Task item:
Copy out all lines in the material below that contain the string "cluster".

Dataset extract:
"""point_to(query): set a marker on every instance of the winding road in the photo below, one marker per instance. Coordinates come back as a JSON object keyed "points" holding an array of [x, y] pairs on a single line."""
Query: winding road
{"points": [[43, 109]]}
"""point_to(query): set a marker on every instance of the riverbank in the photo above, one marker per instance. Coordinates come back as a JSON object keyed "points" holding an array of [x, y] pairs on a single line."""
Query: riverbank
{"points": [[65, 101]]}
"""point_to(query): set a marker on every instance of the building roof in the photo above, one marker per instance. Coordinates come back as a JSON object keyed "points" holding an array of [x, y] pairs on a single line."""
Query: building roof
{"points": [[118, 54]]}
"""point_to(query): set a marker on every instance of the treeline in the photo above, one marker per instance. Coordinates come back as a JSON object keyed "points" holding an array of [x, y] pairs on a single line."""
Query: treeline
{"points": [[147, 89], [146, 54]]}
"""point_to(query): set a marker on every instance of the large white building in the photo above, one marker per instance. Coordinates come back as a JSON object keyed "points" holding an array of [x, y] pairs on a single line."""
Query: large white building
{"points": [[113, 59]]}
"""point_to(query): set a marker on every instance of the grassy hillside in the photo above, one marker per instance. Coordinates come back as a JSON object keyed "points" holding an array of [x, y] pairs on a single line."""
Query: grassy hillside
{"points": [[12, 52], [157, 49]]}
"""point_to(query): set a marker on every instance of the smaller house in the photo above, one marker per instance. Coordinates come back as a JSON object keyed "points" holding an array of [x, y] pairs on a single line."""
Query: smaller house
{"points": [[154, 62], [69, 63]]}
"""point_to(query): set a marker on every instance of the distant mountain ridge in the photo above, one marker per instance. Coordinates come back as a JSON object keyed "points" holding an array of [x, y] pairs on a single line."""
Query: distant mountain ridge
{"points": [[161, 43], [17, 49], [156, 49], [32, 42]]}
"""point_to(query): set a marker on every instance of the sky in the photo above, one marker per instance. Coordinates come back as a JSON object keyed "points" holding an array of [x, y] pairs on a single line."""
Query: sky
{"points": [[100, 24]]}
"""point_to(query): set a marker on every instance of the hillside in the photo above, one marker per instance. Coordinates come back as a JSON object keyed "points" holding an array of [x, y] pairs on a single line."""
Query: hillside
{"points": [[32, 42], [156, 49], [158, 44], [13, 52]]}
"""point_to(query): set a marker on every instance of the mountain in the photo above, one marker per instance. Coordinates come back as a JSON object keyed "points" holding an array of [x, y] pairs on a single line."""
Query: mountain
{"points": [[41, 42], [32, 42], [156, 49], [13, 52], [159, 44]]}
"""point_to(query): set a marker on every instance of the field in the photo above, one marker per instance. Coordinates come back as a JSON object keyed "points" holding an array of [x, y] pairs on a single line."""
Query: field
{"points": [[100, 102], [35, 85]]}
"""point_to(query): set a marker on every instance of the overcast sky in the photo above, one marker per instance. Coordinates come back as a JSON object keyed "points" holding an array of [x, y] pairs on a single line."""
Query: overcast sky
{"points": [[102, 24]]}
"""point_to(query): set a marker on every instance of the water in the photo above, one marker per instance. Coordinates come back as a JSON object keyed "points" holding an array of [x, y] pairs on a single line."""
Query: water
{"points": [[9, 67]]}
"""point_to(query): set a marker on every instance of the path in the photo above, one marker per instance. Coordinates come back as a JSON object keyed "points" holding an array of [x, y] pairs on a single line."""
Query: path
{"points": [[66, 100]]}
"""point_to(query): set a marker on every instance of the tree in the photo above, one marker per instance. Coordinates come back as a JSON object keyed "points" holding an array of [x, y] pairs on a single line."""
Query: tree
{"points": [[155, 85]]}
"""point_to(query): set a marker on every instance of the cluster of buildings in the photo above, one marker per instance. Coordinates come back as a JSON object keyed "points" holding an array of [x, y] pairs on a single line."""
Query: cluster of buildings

Task output:
"""point_to(query): set a marker on every instance of the cluster of buildings in the photo above, one marker per instance. Coordinates come back as a JSON object keyed "points" holding an array of [x, y] pairs on a single line."""
Query: cluster of buildings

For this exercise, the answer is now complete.